[clfft] 49/128: Precallback - Fix for mixed radix C2R test case failure

Ghislain Vaillant ghisvail-guest at moszumanska.debian.org
Thu Oct 22 14:54:37 UTC 2015


This is an automated email from the git hooks/post-receive script.

ghisvail-guest pushed a commit to branch master
in repository clfft.

commit 739582859157a97bda91687359d7d2e4f8303ea6
Author: Pradeep <pradeep.rao at amd.com>
Date:   Fri Aug 28 11:25:43 2015 +0530

    Precallback - Fix for mixed radix C2R test case failure
---
 src/library/generator.stockham.cpp      |  50 +++--
 src/tests/accuracy_test_precallback.cpp | 313 +++++++++++++++++++++-----------
 2 files changed, 239 insertions(+), 124 deletions(-)

diff --git a/src/library/generator.stockham.cpp b/src/library/generator.stockham.cpp
index 1f7d7cd..4302636 100644
--- a/src/library/generator.stockham.cpp
+++ b/src/library/generator.stockham.cpp
@@ -727,7 +727,7 @@ namespace StockhamGenerator
 		void SweepRegs(	size_t flag, bool fwd, bool interleaved, size_t stride, size_t component,
 						double scale, bool frontTwiddle,
 						const std::string &bufferRe, const std::string &bufferIm, const std::string &offset,
-						size_t regC, size_t numB, size_t numPrev, std::string &passStr, bool isPrecallVector = false) const
+						size_t regC, size_t numB, size_t numPrev, std::string &passStr, bool isPrecallVector = false, bool oddt = false) const
 		{
 			assert( (flag == SR_READ )			||
 					(flag == SR_TWMUL)			||
@@ -825,7 +825,9 @@ namespace StockhamGenerator
 				return;
 			}
 
-			int hid;
+			int hid = 0;
+			bool swapElement = false;
+			int tIter = numB * radix;
 
 			// block to rearrange reads of adjacent memory locations together
 			if(linearRegs && (flag == SR_READ))
@@ -836,6 +838,8 @@ namespace StockhamGenerator
 					{
 						for(size_t c=cStart; c<cEnd; c++) // component loop: 0 - real, 1 - imaginary
 						{
+							swapElement = (fft_doPreCallback && c2r && component == SR_COMP_REAL); //reset at start of loop
+
 							std::string tail;
 							std::string regIndex;
 							std::string regIndexC;
@@ -856,8 +860,10 @@ namespace StockhamGenerator
 								{
 									RegBaseAndCountAndPos("", i*radix + r, regIndex); 
 									
-									hid = (i * radix + r) / (numB * radix / 2);
-									if (fft_doPreCallback && c2r && component == SR_COMP_REAL && hid != 0)

Work to do:
1/ Output the part of the commit email that begins at the words "Ghislain Vaillant ghisvail-guest" and stops after "git hooks/post-receive script.".
2/ According to the commit email, how many insertions and deletions does the commit make?
3/ Please resume the commit email from the point where it stops.
The lines that come next are from a separate source, unrelated to the commit email.

Material:
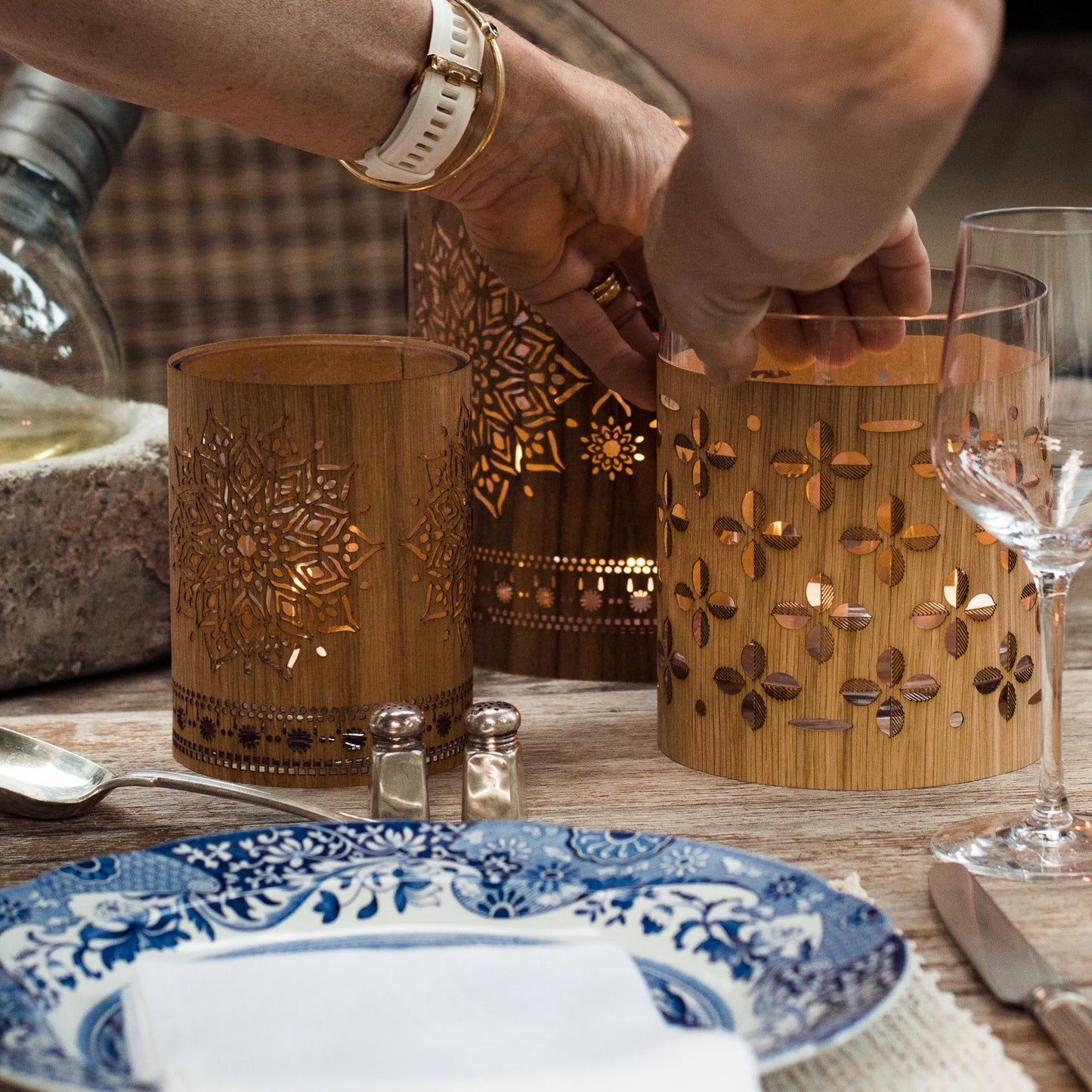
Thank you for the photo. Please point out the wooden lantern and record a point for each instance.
(320, 552)
(561, 478)
(829, 620)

Outputs:
1/
Ghislain Vaillant ghisvail-guest at moszumanska.debian.org
Thu Oct 22 14:54:37 UTC 2015


This is an automated email from the git hooks/post-receive script.

2/ 239 insertions and 124 deletions.

3/
+									hid = (i * radix + r) / (tIter / 2);
+									swapElement = swapElement && hid != 0;
+									swapElement = (oddt && ((i * radix + r) >= (tIter - 1))) ? false : swapElement;  //for c2r odd size don't swap for last register
+									if (swapElement)
 									{
 										regIndexC = regIndex; regIndexC += ").y";
 									}
@@ -904,7 +910,7 @@ namespace StockhamGenerator
 								passStr += ");";
 							}
 
-							if (fft_doPreCallback && c2r && component == SR_COMP_REAL && hid != 0)
+							if (swapElement)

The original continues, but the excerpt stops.